THE TASK - Consider the records below. How many of their lines include the word "white"? State the number and nothing else.

Stored data entries -
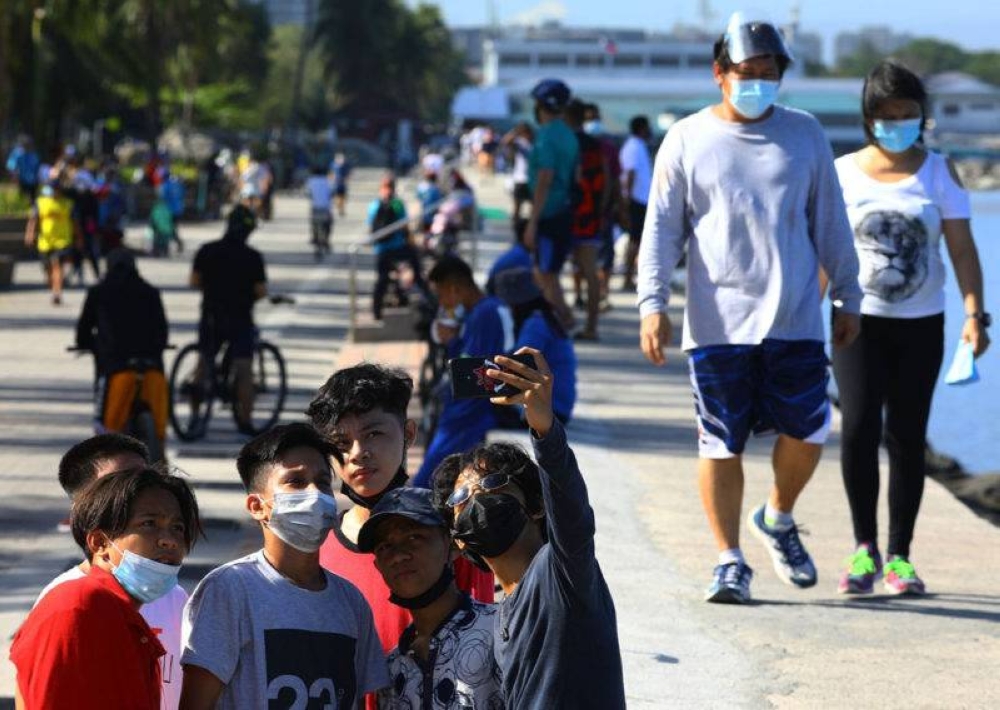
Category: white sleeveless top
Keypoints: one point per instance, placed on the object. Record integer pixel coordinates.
(897, 234)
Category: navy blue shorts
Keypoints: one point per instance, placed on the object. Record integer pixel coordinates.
(553, 242)
(777, 386)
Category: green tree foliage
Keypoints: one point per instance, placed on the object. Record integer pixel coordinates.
(385, 59)
(926, 56)
(931, 56)
(318, 98)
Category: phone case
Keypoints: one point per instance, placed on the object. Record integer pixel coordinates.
(469, 378)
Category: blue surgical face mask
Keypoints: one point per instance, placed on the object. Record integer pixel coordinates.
(896, 136)
(752, 97)
(144, 579)
(303, 520)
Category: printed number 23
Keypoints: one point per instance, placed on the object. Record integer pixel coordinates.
(319, 688)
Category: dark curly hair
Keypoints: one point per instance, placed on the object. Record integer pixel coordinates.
(890, 79)
(358, 390)
(262, 453)
(79, 465)
(500, 457)
(107, 503)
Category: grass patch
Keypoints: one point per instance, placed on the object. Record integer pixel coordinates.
(12, 202)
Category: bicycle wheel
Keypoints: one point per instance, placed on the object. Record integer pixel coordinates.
(270, 386)
(143, 428)
(190, 399)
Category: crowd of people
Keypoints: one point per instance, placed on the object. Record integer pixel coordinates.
(385, 605)
(391, 603)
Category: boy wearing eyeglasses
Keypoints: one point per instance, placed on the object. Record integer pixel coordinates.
(447, 651)
(555, 635)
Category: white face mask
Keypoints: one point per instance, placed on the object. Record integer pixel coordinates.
(303, 520)
(144, 579)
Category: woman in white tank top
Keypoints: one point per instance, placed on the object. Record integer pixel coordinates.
(901, 200)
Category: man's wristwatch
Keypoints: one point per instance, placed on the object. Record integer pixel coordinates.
(984, 318)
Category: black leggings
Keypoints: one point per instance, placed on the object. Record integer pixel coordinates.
(894, 364)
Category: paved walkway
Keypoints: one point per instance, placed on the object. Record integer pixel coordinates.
(634, 437)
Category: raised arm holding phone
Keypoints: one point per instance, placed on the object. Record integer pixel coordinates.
(555, 638)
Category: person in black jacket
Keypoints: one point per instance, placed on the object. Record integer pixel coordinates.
(555, 634)
(123, 323)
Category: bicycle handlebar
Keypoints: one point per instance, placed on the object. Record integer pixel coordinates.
(78, 349)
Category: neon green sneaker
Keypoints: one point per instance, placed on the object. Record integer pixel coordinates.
(863, 568)
(901, 578)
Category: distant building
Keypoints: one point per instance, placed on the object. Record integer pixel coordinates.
(881, 38)
(808, 48)
(634, 71)
(961, 103)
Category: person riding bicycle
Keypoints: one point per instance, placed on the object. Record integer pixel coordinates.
(320, 216)
(123, 323)
(392, 248)
(231, 277)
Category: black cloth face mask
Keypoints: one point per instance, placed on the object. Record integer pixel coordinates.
(490, 523)
(398, 481)
(430, 596)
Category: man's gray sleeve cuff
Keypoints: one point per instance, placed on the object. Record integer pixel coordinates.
(648, 306)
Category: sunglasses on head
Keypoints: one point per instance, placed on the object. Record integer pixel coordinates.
(487, 484)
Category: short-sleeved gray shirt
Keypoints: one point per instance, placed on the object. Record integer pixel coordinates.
(270, 641)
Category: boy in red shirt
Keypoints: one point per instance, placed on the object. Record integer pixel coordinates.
(135, 528)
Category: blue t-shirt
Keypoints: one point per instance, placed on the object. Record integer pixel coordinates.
(556, 148)
(429, 195)
(556, 637)
(25, 164)
(538, 333)
(488, 329)
(341, 171)
(517, 257)
(395, 240)
(173, 195)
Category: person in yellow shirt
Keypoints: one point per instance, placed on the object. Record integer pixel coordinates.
(52, 231)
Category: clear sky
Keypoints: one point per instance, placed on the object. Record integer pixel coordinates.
(972, 24)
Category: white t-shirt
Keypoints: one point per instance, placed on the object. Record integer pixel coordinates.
(634, 156)
(320, 192)
(522, 149)
(164, 618)
(897, 234)
(461, 650)
(433, 163)
(268, 639)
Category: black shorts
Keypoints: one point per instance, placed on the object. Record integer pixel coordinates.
(211, 337)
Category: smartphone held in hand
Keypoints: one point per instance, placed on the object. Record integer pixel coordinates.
(469, 378)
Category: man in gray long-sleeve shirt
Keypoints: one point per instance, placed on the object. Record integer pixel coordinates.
(750, 188)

SOLUTION FOR THIS TASK - 4